_Source text_
____________
Government Seems to Juggle Financing of Appeals Process to Increase Migration

By David North on December 13, 2012

Maybe I am cynical, or perhaps paranoid, or both, but I sense that the administration may be juggling the financing of two immigration-related appeals systems in such a way as to encourage more immigration.

What follows is convoluted, a D.C.-based version of inside baseball; it may or may not reflect a deliberate bias. I have no evidence that it does, but it certainly looks that way.

One appeals system, if funded fully, would increase the outflow of deportees; another, if fully funded, would bring in additional immigrants, and bring them in more quickly.

The first system is starved for funds, and the second one has been treated more kindly. The two systems do not relate to each other, and are housed in different government departments.

The first appeals system I have in mind is that of the immigration courts in the U.S. Department of Justice. Just about everyone in those courts — and I have sat through many a hearing — is fighting deportation.

A minority of those in court are also in detention facilities, but the vast majority are living their normal (lawless) lives. A fully funded system would move more quickly and those who are about to be deported would be deported faster, thus lowering (slightly) the size of the illegal alien population.

That, of course, would be a good thing, but this is the court system that is really badly funded.

The backlogs are so huge, and growing so rapidly, that an arm of Syracuse University, the Transactional Records Access Clearinghouse (TRAC), has a comprehensive, user-friendly webpage that tracks the size (and growth) of the backlog.

TRAC's most recent data show that the backlog has grown from about 185,000 on September 30, 2008, (just before the start of Obama administration) to 321,000 at the end of this past October.

Yes, some additional immigration judges (IJs) have been hired, but not enough to prevent the backlog from growing larger all the time. For a more thorough discussion of this often dysfunctional system by a former IJ, see Mark Metcalf's Center for Immigration Studies Backgrounder "Built to Fail: Deception and Disorder in America's Immigration Courts".

In contrast to the immigration courts, where virtually all the appeals are from people wanting to avoid deportation, the other semi-judicial system I have in mind fields virtually nothing but appeals from denials of migration-causing applications. Corporations and individuals seeking to overturn staff USCIS decisions rejecting such applications file papers with the Administrative Appeals Office (AAO), a semi-independent arm of USCIS.

AAO, unlike the immigration courts, seems to have secured more funding, which is the implication of an article, by Alan Lee, a prominent immigration attorney, which appeared in the Immigration Daily on December 5:

More Reason to Launch USCIS Adverse Decision Appeals Now.
____________
_Excerpted records_
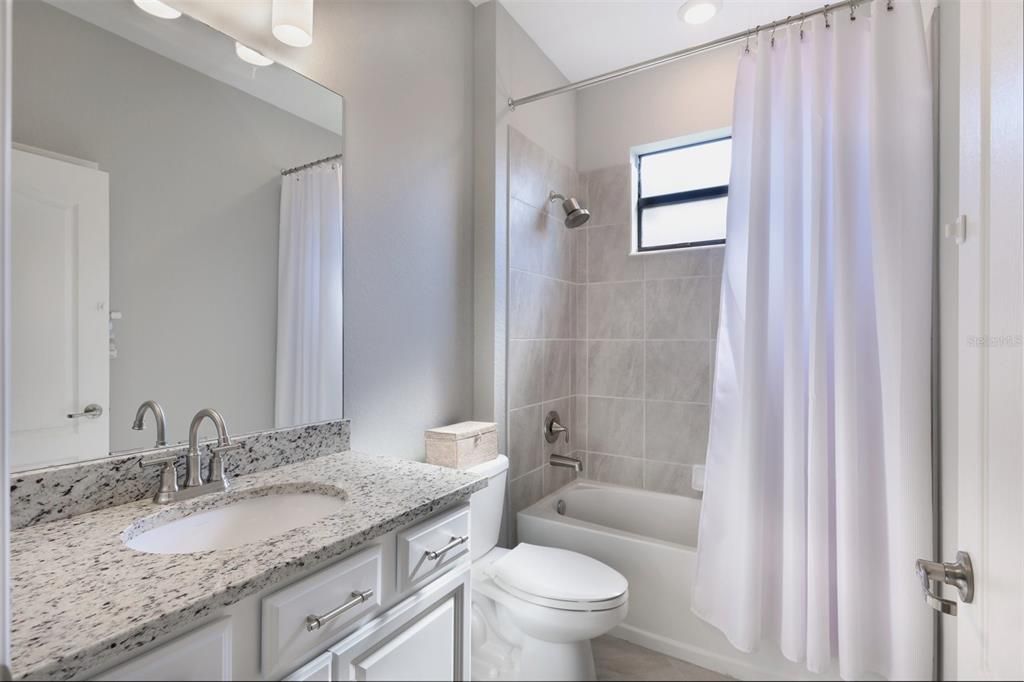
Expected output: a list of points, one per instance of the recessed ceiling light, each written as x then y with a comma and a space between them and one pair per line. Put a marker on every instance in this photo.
292, 22
698, 11
251, 55
158, 8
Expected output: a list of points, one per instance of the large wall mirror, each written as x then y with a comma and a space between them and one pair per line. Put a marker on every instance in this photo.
161, 251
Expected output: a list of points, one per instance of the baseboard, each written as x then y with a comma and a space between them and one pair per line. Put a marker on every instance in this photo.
713, 662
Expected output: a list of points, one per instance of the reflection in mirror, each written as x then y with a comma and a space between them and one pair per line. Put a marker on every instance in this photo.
160, 253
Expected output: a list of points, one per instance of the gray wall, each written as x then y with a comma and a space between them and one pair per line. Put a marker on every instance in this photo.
648, 322
507, 64
406, 71
687, 96
195, 196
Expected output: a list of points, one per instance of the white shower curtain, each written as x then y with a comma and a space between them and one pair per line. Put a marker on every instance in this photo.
817, 492
309, 302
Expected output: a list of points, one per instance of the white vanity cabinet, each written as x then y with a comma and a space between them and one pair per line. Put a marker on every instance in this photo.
380, 619
425, 637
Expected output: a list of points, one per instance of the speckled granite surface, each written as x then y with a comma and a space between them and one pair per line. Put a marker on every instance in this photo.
81, 597
55, 493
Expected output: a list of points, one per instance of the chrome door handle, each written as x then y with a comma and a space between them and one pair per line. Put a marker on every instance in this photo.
958, 574
92, 411
436, 554
314, 623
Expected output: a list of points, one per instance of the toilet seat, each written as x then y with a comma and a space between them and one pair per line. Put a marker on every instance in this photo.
558, 579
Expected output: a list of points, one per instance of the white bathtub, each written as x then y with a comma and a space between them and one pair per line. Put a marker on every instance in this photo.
649, 538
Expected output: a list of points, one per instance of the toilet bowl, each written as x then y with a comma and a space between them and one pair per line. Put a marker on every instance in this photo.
535, 608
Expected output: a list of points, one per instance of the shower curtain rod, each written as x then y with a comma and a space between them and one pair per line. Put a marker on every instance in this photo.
289, 171
690, 51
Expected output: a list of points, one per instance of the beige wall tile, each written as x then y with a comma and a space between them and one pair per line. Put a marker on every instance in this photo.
525, 366
524, 440
614, 368
676, 432
559, 360
614, 426
614, 310
672, 478
678, 371
678, 308
610, 469
608, 256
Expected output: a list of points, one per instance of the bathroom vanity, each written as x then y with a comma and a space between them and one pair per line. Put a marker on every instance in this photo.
377, 588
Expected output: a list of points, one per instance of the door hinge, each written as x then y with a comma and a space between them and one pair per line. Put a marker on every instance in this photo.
956, 230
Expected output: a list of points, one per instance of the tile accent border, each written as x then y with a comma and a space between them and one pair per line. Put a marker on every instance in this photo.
52, 494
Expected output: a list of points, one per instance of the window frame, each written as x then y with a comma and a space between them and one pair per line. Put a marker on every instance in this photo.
677, 198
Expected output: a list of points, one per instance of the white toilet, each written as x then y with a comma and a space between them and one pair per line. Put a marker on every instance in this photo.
535, 608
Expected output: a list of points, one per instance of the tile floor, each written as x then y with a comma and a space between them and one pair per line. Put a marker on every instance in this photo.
620, 661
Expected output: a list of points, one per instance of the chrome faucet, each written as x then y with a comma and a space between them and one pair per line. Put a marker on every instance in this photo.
567, 462
195, 485
158, 415
194, 472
____________
_Problem set_
(a) In the article on immigration appeals funding, what size had the immigration court backlog reached at the end of this past October?
(b) From the article on immigration appeals funding, copy word for word the passage starting with "One appeals system, if" and going on through "illegal alien population.".

_Answers given_
(a) 321,000

(b)
One appeals system, if funded fully, would increase the outflow of deportees; another, if fully funded, would bring in additional immigrants, and bring them in more quickly.

The first system is starved for funds, and the second one has been treated more kindly. The two systems do not relate to each other, and are housed in different government departments.

The first appeals system I have in mind is that of the immigration courts in the U.S. Department of Justice. Just about everyone in those courts — and I have sat through many a hearing — is fighting deportation.

A minority of those in court are also in detention facilities, but the vast majority are living their normal (lawless) lives. A fully funded system would move more quickly and those who are about to be deported would be deported faster, thus lowering (slightly) the size of the illegal alien population.